[DIRECTIONS FOR THIS TASK]
Please extend the piece on cricket played without crowds, starting right after its final sentence and keeping its tone.

Ensuring cricket is played comes at some risk with the mental toll being widely documented
DESPITE some initial reservations, ‘bubble’ cricket has been good to watch. Unlike more intimate fan experiences – such as the various football codes – watching it on television played in front of empty grandstands has not been too jarring for such a slower tempo sport like cricket.
It’s been a far cry from tennis, which has felt eerie without the gasps and claps from the crowd. Watching the classic US Open final between Dominic Thiem and Alexander Zverev unfold was depressing knowing how incredible it would have been in normal circumstances.
The Tests in England were of high quality even though Pakistan and West Indies inevitably ran out of gas towards the end. Sky Sports’ use of a fake crowd noise was just about right, capturing the reassuring murmur that is synonymous with a Test cricket ground’s ambiance.
The canned sounds, however, on the IPL’s broadcast have been at times overbearing although it is a somewhat accurate depiction of the tournament’s innate bedlam. But the on-field standard has been high with cricketers seemingly not really needing to feed off a crowd to get the juices going – as is the case in some fast-paced sports.

[DATA SECTION]
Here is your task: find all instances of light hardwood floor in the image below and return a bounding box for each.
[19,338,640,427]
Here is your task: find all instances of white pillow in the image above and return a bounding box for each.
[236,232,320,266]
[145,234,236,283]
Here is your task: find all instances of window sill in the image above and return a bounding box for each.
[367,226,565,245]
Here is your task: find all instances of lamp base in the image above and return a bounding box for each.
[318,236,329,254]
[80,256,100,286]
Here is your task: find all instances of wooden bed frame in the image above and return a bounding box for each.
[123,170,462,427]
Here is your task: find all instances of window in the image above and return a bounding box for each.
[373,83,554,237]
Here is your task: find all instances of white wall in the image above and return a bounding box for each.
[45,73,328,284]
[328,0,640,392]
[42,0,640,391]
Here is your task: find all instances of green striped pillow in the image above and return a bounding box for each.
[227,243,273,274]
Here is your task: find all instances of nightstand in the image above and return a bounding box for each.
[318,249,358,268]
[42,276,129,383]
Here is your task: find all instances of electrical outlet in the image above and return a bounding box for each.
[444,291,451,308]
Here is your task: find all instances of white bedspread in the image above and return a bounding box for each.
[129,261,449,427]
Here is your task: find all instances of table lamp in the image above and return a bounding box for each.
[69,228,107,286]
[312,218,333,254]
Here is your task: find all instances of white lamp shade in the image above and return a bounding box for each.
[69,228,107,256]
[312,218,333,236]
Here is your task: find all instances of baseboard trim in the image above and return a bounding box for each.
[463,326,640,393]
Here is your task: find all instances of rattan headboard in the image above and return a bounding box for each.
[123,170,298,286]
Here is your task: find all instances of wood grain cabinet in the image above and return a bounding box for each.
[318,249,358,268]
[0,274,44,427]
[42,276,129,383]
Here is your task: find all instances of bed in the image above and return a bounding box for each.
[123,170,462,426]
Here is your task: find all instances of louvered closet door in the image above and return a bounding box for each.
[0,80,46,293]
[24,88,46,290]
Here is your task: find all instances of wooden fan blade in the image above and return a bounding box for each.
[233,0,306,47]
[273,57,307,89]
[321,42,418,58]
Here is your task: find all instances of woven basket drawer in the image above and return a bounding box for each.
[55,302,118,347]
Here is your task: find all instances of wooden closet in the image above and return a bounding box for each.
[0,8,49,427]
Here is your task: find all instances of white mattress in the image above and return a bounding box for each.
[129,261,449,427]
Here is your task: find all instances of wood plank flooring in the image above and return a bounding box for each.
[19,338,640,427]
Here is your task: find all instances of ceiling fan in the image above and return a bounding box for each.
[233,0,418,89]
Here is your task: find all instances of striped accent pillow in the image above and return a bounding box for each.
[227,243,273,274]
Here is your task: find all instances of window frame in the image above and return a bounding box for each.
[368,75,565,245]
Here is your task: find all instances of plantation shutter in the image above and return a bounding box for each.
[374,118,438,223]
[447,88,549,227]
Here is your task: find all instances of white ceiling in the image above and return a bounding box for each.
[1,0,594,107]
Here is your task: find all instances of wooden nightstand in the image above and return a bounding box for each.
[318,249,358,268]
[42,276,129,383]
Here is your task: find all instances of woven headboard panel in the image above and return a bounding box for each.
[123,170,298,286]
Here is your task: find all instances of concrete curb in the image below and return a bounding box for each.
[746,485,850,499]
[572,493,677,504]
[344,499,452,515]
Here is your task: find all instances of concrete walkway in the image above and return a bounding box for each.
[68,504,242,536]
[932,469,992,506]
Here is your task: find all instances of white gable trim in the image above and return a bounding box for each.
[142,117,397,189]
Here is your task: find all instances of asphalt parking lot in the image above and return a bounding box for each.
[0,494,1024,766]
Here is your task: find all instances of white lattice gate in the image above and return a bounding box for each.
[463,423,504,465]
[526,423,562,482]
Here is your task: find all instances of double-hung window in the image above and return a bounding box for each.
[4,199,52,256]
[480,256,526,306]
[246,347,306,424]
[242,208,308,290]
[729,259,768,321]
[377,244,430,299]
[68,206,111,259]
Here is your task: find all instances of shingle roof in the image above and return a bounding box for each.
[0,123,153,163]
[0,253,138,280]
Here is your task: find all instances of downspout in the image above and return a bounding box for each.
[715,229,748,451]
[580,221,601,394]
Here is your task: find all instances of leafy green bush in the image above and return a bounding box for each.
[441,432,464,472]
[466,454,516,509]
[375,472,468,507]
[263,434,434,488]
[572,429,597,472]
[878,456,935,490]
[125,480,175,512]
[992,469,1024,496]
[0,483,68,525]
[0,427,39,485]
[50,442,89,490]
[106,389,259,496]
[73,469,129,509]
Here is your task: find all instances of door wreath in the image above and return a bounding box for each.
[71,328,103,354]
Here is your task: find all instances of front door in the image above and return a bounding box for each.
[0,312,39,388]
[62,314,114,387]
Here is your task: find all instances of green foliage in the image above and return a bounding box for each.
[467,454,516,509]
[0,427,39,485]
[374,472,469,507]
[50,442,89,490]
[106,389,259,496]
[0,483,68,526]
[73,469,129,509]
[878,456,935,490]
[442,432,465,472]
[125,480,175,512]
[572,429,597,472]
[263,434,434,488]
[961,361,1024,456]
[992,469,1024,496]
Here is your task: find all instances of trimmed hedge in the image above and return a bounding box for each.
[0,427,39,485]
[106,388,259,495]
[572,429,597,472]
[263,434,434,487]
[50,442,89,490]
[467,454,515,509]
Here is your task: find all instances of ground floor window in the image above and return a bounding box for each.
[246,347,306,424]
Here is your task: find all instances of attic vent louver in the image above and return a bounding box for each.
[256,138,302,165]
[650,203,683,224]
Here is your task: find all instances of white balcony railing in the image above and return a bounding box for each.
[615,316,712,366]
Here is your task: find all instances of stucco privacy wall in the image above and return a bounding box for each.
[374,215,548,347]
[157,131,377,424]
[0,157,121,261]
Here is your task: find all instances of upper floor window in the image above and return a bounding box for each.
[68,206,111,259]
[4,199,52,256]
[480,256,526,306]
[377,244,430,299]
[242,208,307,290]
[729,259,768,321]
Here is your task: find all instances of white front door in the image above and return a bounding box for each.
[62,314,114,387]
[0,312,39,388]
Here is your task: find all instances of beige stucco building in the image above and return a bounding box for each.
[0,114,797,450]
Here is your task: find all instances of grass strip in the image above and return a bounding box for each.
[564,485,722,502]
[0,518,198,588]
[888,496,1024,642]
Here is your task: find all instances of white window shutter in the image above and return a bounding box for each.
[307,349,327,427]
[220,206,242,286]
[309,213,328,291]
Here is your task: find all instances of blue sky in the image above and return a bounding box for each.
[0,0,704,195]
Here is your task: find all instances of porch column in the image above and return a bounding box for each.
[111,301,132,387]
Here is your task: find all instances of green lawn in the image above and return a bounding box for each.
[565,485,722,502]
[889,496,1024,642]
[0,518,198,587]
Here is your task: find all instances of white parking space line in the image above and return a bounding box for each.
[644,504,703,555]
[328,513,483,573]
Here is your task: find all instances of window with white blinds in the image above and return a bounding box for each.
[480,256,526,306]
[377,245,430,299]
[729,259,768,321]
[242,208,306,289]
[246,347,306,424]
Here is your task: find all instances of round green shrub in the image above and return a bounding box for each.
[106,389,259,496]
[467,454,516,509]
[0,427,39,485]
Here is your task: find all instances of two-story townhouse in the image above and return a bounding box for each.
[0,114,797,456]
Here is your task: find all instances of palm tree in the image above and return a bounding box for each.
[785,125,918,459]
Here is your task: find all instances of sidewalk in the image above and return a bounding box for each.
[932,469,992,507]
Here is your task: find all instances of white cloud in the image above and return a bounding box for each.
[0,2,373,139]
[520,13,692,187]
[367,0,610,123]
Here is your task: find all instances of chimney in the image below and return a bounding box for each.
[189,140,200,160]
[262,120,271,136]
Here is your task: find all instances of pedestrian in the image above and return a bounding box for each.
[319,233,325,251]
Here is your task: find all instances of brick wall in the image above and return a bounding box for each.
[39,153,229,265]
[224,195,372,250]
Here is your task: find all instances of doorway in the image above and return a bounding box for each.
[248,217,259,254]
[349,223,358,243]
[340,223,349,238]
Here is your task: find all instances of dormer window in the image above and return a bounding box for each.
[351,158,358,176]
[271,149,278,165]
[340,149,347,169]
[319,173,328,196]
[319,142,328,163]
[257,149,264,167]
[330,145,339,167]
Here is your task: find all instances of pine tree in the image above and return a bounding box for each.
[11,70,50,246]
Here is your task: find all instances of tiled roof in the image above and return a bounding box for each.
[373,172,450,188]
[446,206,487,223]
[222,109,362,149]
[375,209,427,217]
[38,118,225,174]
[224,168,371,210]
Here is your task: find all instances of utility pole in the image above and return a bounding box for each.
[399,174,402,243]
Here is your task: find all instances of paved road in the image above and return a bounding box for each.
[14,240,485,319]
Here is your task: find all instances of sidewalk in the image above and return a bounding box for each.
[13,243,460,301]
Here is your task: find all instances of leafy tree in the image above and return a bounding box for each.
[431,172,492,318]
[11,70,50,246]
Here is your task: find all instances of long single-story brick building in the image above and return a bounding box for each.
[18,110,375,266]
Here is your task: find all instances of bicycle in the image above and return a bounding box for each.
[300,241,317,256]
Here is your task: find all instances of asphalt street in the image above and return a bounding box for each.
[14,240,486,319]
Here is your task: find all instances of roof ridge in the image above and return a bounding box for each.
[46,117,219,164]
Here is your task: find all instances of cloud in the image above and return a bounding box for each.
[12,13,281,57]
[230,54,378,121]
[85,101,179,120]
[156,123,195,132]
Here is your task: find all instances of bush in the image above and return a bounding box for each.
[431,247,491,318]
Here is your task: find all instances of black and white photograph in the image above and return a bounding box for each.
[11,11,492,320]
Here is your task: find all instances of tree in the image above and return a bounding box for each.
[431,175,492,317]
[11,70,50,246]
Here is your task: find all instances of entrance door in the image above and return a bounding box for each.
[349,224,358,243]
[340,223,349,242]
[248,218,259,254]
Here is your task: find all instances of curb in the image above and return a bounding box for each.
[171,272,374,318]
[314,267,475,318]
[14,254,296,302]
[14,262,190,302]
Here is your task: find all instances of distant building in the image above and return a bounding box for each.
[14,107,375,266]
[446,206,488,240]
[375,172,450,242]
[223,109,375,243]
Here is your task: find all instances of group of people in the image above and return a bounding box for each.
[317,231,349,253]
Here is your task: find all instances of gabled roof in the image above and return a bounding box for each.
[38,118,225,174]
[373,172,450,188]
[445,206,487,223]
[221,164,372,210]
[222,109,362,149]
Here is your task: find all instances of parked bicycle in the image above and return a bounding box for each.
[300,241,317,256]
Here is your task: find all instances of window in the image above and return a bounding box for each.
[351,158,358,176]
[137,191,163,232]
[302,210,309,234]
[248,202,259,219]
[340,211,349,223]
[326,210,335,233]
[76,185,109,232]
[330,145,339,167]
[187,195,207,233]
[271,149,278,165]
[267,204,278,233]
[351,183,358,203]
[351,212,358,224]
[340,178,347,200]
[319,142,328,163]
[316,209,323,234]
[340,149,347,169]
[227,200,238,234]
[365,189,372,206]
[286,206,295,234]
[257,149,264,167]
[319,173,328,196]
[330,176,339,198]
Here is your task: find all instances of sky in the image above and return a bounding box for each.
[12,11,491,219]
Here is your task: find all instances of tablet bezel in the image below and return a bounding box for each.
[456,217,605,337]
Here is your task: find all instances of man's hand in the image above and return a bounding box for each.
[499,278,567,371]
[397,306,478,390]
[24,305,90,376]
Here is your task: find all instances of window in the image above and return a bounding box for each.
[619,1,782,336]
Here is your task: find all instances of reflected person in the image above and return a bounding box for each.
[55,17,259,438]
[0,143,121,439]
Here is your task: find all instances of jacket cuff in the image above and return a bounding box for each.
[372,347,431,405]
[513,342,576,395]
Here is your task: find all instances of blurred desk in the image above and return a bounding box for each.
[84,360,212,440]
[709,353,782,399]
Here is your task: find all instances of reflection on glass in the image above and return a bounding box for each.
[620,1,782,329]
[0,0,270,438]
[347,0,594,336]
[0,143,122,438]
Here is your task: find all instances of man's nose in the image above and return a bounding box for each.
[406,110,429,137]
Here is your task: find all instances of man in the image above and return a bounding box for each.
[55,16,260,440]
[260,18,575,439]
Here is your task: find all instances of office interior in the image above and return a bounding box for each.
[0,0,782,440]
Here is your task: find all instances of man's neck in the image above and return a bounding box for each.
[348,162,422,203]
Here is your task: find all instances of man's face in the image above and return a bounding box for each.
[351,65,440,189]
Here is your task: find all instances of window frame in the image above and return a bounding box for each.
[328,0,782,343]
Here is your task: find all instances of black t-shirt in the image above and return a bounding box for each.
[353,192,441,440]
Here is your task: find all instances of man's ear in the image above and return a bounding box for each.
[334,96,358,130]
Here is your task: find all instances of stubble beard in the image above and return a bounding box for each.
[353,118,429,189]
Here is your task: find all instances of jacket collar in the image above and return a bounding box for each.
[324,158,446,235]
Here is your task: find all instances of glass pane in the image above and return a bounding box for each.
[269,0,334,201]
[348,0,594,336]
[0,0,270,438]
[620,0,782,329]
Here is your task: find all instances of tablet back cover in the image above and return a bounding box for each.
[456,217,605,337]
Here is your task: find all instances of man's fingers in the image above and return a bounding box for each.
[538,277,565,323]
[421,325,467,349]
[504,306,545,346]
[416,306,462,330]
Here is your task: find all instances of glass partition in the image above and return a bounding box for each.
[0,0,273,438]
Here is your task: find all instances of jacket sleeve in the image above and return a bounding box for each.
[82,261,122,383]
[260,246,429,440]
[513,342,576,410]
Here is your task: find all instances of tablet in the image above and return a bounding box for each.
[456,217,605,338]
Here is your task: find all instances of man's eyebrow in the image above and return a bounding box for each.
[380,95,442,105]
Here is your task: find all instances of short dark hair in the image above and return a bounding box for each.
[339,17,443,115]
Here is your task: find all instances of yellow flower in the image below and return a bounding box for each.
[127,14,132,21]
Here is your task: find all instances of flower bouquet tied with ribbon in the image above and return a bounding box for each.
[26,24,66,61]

[RESPONSE AREA]
Things are looking pretty rosy after the English summer was mostly salvaged and the IPL – the tournament that underpins a chunk of the game’s finances – is now in full swing. While it has been heartening to see cricket return worldwide, ominously, things could get worse.
ICC sources recently told me that the financial toll has not been completely felt with the pain set to intensify next year. At cricket headquarters, the sport’s powerbrokers are bracing for the grim prospect that some governing bodies from smaller nations may become close to insolvent if the situation does deteriorate further.
It’s a frightening prospect, but a sign of the times exacerbated by several major cricket countries being hard-hit by the coronavirus. There is uncertainty over what will be the financial ramifications if cricket can’t be played in India for a prolonged period.
Despite the BCCI’s optimism that the five-Test series against England early next year will be played in India, it is looking increasingly likely there won’t be international cricket there any time soon with even the prospect of a bubble appearing logistically unrealistic.
The ICC, according to sources, have contingencies over next year’s T20 World Cup if it can’t be held in India with the UAE and Sri Lanka likely to be on standby.
Of course, money spinner BCCI can tap into its deep reserves and outlast the pandemic but other boards won’t be as confident, particularly with the schedule in tatters after so many series have been canned.
The Australian summer is now looking decidedly brittle, a major disappointment after what had loomed as a blockbuster season marked by the now postponed T20 World Cup. A historic one-off Test against Afghanistan has also been shelved among other series, including a limited-overs tour from Zimbabwe.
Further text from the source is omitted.